— Text provided —
The opening of the Chinese economy to international markets, as well as favouring the arrival of investment from abroad and encouraging external commerce, has profoundly transformed the country, causing it to make a notable leap forward in industrialisation. In the last twenty years, the Popular Republic of China has had a mean annual growth of 9%, and, according to the World Bank, by 2010 its economy could overtake that of America, becoming the largest in the World. If it is true that the rhythm of Chinese development has no equal in the developed world, it is necessary to make a brief examination of the reality to avoid falling into the trap of the propaganda of the international bourgeoisie which intends the transformation of China into the new Mecca of world capitalism. So as to avoid falling into the easy enthusiasm of bourgeois ideologues and put the Chinese economic boom in its proper place, it is necessary to start from the dimensions of the Chinese economy within the international context. Now, in 2001, the Chinese GNP was $1179.9mn, while those of the US and the European Union were almost ten times larger, exceeding $10bn in both the US and the euro area. Countries like China, which start with a very low level of production can much more easily achieve a notable growth in GNP, while obtaining similar rates is outside the grasp of countries where capitalism is mature. The historical experience of the last thirty years shows that the cyclical crisis which opened in the early '70's imposed on capitalism rhythms of growth much lower than those of the '50's and '60's, a period when the economic cycle was experiencing its ascendant phase. If we instead consider the pro capita revenue we can easily understand from what low level China is at with respect to countries like Japan, the USA and Germany. If we divide the Chinese GNP by a population of 1.3bn we obtain a very low pro capita figure which does not stand comparison with even the poorest European country. Because of this, the projections of the World Bank make no difference, as they do not take account of the differing productive bases from which China and the USA start.

Privatisation of the economy and growth in unemployment

Since Deng's time and the market socialism formula, one of the objectives of the Chinese regime is that of launching a radical privatisation of the economy. Such a process is linked to the opening of the Chinese economy to the rest of the world and to the consequent influx of foreign capital. Despite the passage to free-market socialism the reform of state concerns is finding it hard to take off because of the social difficulties that such a project causes. Some facts may help us to understand the problem. The latest figures, referring to 2001, tell us that in China, twenty years after the first privatisation was launched, there are still a good 118 000 state enterprises, the majority of which operate at a loss and at a level of competitivity lower than that of non-state enterprises and of those which take advantage of foreign investment. The state firms taken as a whole produce a third of the GNP, while they absorb more than two thirds of Chinese labour-power. If we consider only the industrial sector, we see that state enterprises produce 27% of the national industrial product, while they employ 70% of the workers in the sector. (4) Given the low competivity of state enterprises, the government has estimated that the re-structuring of the industrial apparatus would make more than a third of the workers employed in these enterprises superfluous. The accumulated losses of state enterprises have increased exponentially over recent years, going from 55bn yuan in 1985 to 541bn in 1995; in the same period their contribution to industrial production has halved, descending from 70% in 1985 to 35% in 1995.

— Rows —
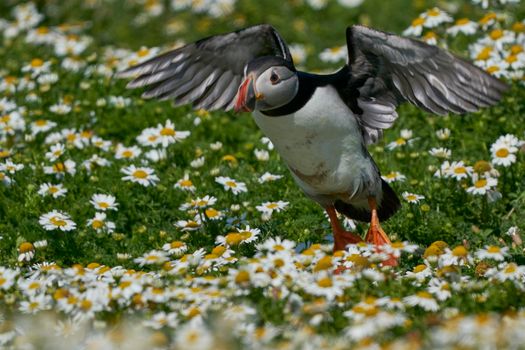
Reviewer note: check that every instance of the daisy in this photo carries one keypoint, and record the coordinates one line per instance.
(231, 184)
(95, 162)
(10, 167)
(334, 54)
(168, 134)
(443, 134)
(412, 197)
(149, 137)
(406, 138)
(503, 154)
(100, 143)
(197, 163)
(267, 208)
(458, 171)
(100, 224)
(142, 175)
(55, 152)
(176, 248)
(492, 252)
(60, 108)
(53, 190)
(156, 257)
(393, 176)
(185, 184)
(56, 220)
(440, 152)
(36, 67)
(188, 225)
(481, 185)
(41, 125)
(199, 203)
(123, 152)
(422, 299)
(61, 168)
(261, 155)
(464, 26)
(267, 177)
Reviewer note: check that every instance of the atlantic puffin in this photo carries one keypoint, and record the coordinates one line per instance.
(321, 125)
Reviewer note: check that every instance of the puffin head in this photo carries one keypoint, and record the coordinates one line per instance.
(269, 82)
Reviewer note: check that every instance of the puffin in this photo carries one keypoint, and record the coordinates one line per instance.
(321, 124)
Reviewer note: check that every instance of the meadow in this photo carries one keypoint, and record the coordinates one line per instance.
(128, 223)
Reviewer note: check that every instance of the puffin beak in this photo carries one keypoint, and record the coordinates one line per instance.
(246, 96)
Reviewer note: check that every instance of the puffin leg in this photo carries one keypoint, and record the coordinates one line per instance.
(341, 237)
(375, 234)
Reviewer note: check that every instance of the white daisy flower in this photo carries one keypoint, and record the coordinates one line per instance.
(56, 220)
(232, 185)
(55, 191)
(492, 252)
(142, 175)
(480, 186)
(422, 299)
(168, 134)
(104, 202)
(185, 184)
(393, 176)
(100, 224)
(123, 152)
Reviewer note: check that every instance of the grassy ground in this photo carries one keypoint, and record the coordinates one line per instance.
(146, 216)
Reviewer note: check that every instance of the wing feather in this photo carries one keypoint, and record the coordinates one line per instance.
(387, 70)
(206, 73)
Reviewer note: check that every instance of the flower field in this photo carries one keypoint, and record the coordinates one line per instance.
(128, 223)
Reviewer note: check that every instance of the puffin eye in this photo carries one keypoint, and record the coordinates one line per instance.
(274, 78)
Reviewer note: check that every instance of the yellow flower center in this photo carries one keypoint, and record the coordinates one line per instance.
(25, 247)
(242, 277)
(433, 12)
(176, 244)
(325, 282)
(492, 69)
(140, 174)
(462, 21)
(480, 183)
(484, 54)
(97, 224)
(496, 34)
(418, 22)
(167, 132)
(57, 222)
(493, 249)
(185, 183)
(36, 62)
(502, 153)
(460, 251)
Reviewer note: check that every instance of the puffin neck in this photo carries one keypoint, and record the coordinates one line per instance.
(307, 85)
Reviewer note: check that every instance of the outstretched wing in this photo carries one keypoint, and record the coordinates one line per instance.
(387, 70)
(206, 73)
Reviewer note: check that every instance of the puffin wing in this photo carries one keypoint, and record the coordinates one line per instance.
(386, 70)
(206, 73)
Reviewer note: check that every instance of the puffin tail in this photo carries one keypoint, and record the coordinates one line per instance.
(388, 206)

— Work to do —
- a) According to the text on the Chinese economy, why do the World Bank's projections make no difference? Answer in one to three sentences.
- b) Answer these questions from the text on the Chinese economy, one a line:
(i) What mean annual growth has the Popular Republic of China had over the last twenty years?
(ii) How many state enterprises did China still have according to the 2001 figures?
(iii) What percentage of the national industrial product do state enterprises produce?
- c) Write the next part of the text on the Chinese economy, starting after its final sentence.
The items play no part in this work.

— Task-by-task results —
- a) The World Bank's projections make no difference because they do not take account of the differing productive bases from which China and the USA start. China begins from a very low level of production, so it can reach notable growth in GNP far more easily than countries where capitalism is mature.

- b)
(i) 9%
(ii) 118 000
(iii) 27%

- c)
A crisis which will have a very great impact on employment. If the much-feared reorganisation of state enterprises were to come to pass, we would witness an explosion of mass unemployment of Biblical proportions. The full restructuring programme would bring with it tens of millions of workers abandoned to their own devices. According to official data, the unemployment rate in urban areas in 2001 was 3%, while it is more realistic to talk of an unemployment level reaching 20%, to which it is necessary to add 30mn youth who appear on the labour market each year. In 1999 alone, 6.1mn workers were made redundant from state enterprises, and, in the coming years, another 12mn are to lose their own occupation. In China, unemployment means absolute poverty, seeing as there are none of the social buffers which in Europe, despite the continual cuts in the social state, partly attenuate, for a few months, the discomfort of finding oneself without work.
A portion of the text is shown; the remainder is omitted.